**EXERCISE TASK**
Format every line of the rows below as a JSON list of strings, one string per line, and leave out any blank lines.

::::::::::

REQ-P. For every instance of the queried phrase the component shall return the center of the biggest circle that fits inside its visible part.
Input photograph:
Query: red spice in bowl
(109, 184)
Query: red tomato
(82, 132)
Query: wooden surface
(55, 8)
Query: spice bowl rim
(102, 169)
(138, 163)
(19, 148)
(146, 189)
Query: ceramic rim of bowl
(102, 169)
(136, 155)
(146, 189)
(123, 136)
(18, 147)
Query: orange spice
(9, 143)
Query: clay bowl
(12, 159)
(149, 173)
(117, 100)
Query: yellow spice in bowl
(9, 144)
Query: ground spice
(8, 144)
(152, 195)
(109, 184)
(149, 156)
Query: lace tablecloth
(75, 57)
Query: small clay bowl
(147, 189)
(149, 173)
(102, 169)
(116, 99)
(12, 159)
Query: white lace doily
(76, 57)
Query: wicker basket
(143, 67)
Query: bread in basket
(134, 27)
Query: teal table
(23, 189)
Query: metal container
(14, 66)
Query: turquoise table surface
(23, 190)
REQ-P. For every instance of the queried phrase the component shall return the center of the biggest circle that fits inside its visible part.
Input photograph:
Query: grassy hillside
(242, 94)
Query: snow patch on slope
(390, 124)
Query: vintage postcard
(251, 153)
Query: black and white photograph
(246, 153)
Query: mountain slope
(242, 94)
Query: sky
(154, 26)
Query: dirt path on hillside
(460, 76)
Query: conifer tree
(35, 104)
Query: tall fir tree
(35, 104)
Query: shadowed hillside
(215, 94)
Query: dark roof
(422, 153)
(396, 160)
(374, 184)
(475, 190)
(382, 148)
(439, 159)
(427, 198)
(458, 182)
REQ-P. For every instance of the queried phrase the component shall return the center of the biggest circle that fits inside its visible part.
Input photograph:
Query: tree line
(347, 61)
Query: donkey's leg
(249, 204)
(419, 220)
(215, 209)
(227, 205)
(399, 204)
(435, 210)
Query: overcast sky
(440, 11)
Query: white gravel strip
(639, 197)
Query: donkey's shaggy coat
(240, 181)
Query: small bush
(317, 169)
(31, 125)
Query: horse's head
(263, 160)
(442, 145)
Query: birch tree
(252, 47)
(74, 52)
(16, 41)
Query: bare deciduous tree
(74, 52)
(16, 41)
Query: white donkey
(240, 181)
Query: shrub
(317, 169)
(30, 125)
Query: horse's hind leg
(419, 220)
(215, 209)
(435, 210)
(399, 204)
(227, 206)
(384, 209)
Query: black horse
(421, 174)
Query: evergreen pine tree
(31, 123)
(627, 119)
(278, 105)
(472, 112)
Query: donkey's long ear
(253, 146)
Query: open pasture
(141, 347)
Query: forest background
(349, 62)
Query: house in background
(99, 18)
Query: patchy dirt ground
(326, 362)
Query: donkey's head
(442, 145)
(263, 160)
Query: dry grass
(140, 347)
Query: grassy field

::::::::::

**COMPLETED EXERCISE**
[
  "REQ-P. For every instance of the queried phrase the component shall return the center of the biggest circle that fits inside its visible part.",
  "Input photograph:",
  "Query: red spice in bowl",
  "(109, 184)",
  "Query: red tomato",
  "(82, 132)",
  "Query: wooden surface",
  "(55, 8)",
  "Query: spice bowl rim",
  "(102, 169)",
  "(138, 163)",
  "(19, 148)",
  "(146, 189)",
  "Query: ceramic rim of bowl",
  "(102, 169)",
  "(136, 155)",
  "(146, 189)",
  "(123, 136)",
  "(18, 147)",
  "Query: orange spice",
  "(9, 143)",
  "Query: clay bowl",
  "(12, 159)",
  "(149, 173)",
  "(117, 100)",
  "Query: yellow spice in bowl",
  "(9, 144)",
  "Query: ground spice",
  "(8, 144)",
  "(152, 195)",
  "(109, 184)",
  "(149, 156)",
  "Query: lace tablecloth",
  "(75, 57)",
  "Query: small clay bowl",
  "(147, 189)",
  "(149, 173)",
  "(102, 169)",
  "(116, 99)",
  "(12, 159)",
  "Query: white lace doily",
  "(76, 57)",
  "Query: wicker basket",
  "(143, 67)",
  "Query: bread in basket",
  "(134, 27)",
  "Query: teal table",
  "(23, 189)",
  "Query: metal container",
  "(14, 66)",
  "Query: turquoise table surface",
  "(23, 190)",
  "REQ-P. For every instance of the queried phrase the component shall return the center of the biggest circle that fits inside its visible part.",
  "Input photograph:",
  "Query: grassy hillside",
  "(242, 94)",
  "Query: snow patch on slope",
  "(390, 124)",
  "Query: vintage postcard",
  "(251, 153)",
  "Query: black and white photograph",
  "(246, 153)",
  "Query: mountain slope",
  "(242, 94)",
  "Query: sky",
  "(154, 26)",
  "Query: dirt path on hillside",
  "(460, 76)",
  "Query: conifer tree",
  "(35, 104)",
  "Query: tall fir tree",
  "(35, 104)",
  "Query: shadowed hillside",
  "(215, 94)",
  "Query: dark roof",
  "(422, 153)",
  "(396, 160)",
  "(374, 184)",
  "(475, 190)",
  "(382, 148)",
  "(439, 159)",
  "(427, 198)",
  "(458, 182)",
  "REQ-P. For every instance of the queried phrase the component shall return the center of the biggest circle that fits inside its visible part.",
  "Input photograph:",
  "Query: tree line",
  "(347, 61)",
  "Query: donkey's leg",
  "(249, 204)",
  "(419, 220)",
  "(215, 209)",
  "(227, 205)",
  "(399, 204)",
  "(435, 210)",
  "Query: overcast sky",
  "(440, 11)",
  "Query: white gravel strip",
  "(639, 197)",
  "Query: donkey's shaggy coat",
  "(240, 181)",
  "Query: small bush",
  "(317, 169)",
  "(31, 125)",
  "Query: horse's head",
  "(263, 160)",
  "(442, 145)",
  "Query: birch tree",
  "(252, 47)",
  "(74, 52)",
  "(16, 41)",
  "Query: bare deciduous tree",
  "(74, 52)",
  "(16, 41)",
  "Query: white donkey",
  "(240, 181)",
  "Query: shrub",
  "(317, 169)",
  "(30, 125)",
  "Query: horse's hind leg",
  "(419, 220)",
  "(215, 209)",
  "(435, 210)",
  "(399, 204)",
  "(227, 206)",
  "(384, 209)",
  "Query: black horse",
  "(421, 174)",
  "Query: evergreen pine tree",
  "(31, 123)",
  "(627, 119)",
  "(278, 105)",
  "(472, 112)",
  "Query: donkey's long ear",
  "(253, 146)",
  "Query: open pasture",
  "(141, 347)",
  "Query: forest background",
  "(349, 62)",
  "Query: house in background",
  "(99, 18)",
  "Query: patchy dirt ground",
  "(326, 362)",
  "Query: donkey's head",
  "(442, 145)",
  "(263, 160)",
  "Query: dry grass",
  "(140, 347)",
  "Query: grassy field"
]